PASSAGE GIVEN »
┄┄┄┄┄┄

Webinar: A Parent’s Guide to TikTok

DCU Anti-Bullying Centre and TikTok invite parents to attend a  webinar entitled “Anti-Bullying & Online Safety – A Parent’s Guide to TikTok” on Tuesday 15th February at 7.00 pm.

You can register via  this link: Click Here to Register.

This parent webinar links in with the FUSE anti bullying  Programme we are  currently running in our school from 3rd -6th class.

FUSE Anti Bullying Program


This week to coincide with Safer Internet Day we are launching the FUSE Anti Bullying Program with pupils from 3rd class up. The FUSE Primary Anti-Bullying and Online Safety Programme was developed by the Anti-Bullying Centre (ABC) at Dublin City University and is the first research based Anti-Bullying and Online Safety Programme in Ireland

We are delighted to be a partner school with DCU Anti-Bullying Centre (ABC) delivering the FUSE Anti-Bullying & Online Safety Programme to our students.

In line with FUSE recommendations, we support the UNESCO Whole Education Approach in tackling Bullying and Online Safety in our school, which is led by our students and where their voices are valued and heard.

Here are some of the key takeaways children will learn  on the FUSE Programme

  • How to spot the signs of bullying both online and offline – RECOGNISE
  • How to take personal responsibility safely – RESPOND
  • How to “break the silence” – REPORT

Teaching this program specifically will help children understand what bullying is and also make them more reactive to any incidents of bullying they may witness or experience.  The program aims to  empower children to develop initiatives that will raise awareness and tackle bullying wherever they experience or witness it.  We hope it will also prompt discussions between parents and children at home.



Anti – Cyber Bullying

Saint Brigid’s National School aims to ensure that children are safe and feel safe from bullying, harassment and discrimination. This school is committed to teaching children the knowledge and skills to be able to use ICT effectively, safely and responsibly.


  • Cyber bullying is the use of ICT (usually a mobile phone and or the internet) to abuse another person. It can take place anywhere, it involves a far wider audience than traditional bullying and can affect the victim even when not in the presence of the bully.
  • Anybody can be targeted including pupils and school staff
  • It can include threats, intimidation, harassment, cyber-stalking, vilification, defamation, exclusion, peer rejection, impersonation, unauthorized publication of private information or images etc.
  • While bullying involves a repetition of unwelcome behaviour the Anti-Bullying Procedures for Primary and Post Primary Schools, September 2013, states:

2.1.3.      In addition, in the context of these procedures placing a once-off offensive or hurtful public message, image or statement on a social network site or other public forum where that message, image or statement can be viewed and/or repeated by other people will be regarded as bullying behaviour.


There are many types of cyber-bullying. The more common types are:

  1. Text messages – can be threatening or cause discomfort.    Also included here is‘ Bluejacking’ (the sending of anonymous text messages over short distances using bluetooth wireless technology)

┄┄┄┄┄┄

Pointing rows for named objects
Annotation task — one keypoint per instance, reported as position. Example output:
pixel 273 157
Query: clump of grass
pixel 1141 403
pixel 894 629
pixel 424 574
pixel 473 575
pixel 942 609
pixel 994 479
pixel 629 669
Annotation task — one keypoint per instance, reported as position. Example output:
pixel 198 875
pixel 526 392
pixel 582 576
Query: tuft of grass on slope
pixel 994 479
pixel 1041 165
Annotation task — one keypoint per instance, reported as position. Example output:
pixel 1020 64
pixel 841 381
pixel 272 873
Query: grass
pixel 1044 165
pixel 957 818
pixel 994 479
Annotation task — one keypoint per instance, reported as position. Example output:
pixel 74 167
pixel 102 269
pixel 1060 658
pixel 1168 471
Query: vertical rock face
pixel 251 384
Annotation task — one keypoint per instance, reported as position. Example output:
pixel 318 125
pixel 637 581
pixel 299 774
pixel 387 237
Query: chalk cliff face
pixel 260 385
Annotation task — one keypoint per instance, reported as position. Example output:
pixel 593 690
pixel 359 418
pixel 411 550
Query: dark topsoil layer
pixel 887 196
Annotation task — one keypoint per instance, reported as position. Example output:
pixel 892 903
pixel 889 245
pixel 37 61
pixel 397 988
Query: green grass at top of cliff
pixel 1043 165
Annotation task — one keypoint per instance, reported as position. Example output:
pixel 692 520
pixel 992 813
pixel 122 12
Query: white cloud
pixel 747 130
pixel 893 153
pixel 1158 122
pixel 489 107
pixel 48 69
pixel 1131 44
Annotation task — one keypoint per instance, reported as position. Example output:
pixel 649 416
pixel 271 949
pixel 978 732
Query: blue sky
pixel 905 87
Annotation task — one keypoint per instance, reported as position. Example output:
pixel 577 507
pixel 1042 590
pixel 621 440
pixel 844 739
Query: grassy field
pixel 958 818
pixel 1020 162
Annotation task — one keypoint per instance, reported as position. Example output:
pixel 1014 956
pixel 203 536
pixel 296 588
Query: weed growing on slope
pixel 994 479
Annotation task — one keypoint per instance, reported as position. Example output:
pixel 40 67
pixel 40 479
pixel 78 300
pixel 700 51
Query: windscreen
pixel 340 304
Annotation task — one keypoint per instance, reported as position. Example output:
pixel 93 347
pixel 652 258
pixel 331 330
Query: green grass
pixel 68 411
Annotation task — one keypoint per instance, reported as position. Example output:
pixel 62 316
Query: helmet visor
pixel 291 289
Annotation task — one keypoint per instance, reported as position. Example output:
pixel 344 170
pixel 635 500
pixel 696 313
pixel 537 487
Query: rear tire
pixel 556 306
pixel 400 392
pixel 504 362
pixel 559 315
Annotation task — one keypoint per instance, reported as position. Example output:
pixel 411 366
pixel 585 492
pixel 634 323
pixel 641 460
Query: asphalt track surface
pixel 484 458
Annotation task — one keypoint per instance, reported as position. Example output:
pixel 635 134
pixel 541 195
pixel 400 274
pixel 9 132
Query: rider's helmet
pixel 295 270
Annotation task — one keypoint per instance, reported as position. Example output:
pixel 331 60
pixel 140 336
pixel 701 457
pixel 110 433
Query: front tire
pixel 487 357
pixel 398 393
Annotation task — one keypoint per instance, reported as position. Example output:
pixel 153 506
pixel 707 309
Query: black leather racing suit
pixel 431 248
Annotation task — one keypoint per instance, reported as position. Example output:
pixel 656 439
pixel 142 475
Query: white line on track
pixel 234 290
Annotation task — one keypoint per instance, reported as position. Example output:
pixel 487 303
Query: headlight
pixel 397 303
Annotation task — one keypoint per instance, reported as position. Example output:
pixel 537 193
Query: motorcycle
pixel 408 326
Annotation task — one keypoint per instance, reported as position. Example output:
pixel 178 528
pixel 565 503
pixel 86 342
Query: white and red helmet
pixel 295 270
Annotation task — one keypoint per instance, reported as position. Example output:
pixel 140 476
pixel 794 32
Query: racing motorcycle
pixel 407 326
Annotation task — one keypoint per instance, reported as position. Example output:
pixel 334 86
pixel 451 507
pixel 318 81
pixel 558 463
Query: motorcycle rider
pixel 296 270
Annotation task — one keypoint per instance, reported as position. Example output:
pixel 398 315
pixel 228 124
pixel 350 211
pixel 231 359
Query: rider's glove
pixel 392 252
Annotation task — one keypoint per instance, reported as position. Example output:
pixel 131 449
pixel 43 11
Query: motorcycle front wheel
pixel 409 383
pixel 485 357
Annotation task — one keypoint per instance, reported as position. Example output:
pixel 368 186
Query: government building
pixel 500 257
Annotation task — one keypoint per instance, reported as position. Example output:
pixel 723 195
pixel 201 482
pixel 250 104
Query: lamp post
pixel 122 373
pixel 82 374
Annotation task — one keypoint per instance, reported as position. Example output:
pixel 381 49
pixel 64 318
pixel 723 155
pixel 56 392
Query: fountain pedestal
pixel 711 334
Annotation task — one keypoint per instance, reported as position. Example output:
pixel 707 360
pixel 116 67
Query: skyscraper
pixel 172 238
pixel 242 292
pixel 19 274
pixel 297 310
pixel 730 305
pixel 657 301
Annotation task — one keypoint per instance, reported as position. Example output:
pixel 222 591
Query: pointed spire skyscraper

┄┄┄┄┄┄

SET PROBLEM 1 »
Locate each line in the rows that contains the string "white", treating uppercase and lowercase as different, and copy every such line.
SET PROBLEM 2 »
Resume the anti-bullying page after its final sentence.
The anti-bullying page and the rows have nothing to do with each other.

FINAL RESULT 1 »
Query: white cloud
Query: white line on track
Query: white and red helmet

FINAL RESULT 2 »
  2. Picture/video-clips via mobile phone cameras – images sent to others to make the victim feel threatened or embarrassed
  3. Mobile phone calls – silent calls, abusive messages or stealing the victim‛s phone and using it to harass others, to make them believe the victim is responsible
  4. Emails – threatening or bullying emails, often sent using a pseudonym or somebody else‛s name
  5. Chat room bullying – menacing or upsetting responses to children or young people when they are in a web-based chat room
  6. Instant messaging (IM) – unpleasant messages sent while children conduct real-time conversations online using MSM (Microsoft Messenger), Yahoo Chat or similar tools
  7. Bullying via websites – use of defamatory blogs (web logs), personal websites and online personal ‘own web space’ sites such as You Tube, Facebook, Ask.fm, Twitter and Myspace – although there are others.

Explanation of slang terms used when referring to cyber-bullying activity: 

  1. ‘Flaming’: Online fights using electronic messages with angry and vulgar language
  2. Harassment’: Repeatedly sending offensive, rude, and insulting messages
  3. ‘CyberStalking’: Repeatedly sending messages that include threats of harm or are highly intimidating or engaging in other on-line activities that make a person afraid for his or her own safety
  4. Denigration’: ‘Dissing’ someone online. Sending or posting cruel gossip or rumors about a person to damage his or her reputation or friendships
  5. Impersonation’: Pretending to be someone else and sending or posting material online that makes someone look bad, gets her/him in trouble or danger, or damages her/his reputation or friendships
  6. Outing and Trickery’: Tricking someone into revealing secret or embarrassing information which is then shared online
  7. Exclusion’: Intentionally excluding someone from an on-line group, like a ‘buddy list’

This list is not exhaustive and the terms used continue to change.


  • To ensure that pupils, staff and parents understand what cyber bullying is and how it can be combated
  • To ensure that practices and procedures are agreed to prevent incidents of cyber-bullying
  • To ensure that reported incidents of cyber-bullying are dealt with effectively and quickly.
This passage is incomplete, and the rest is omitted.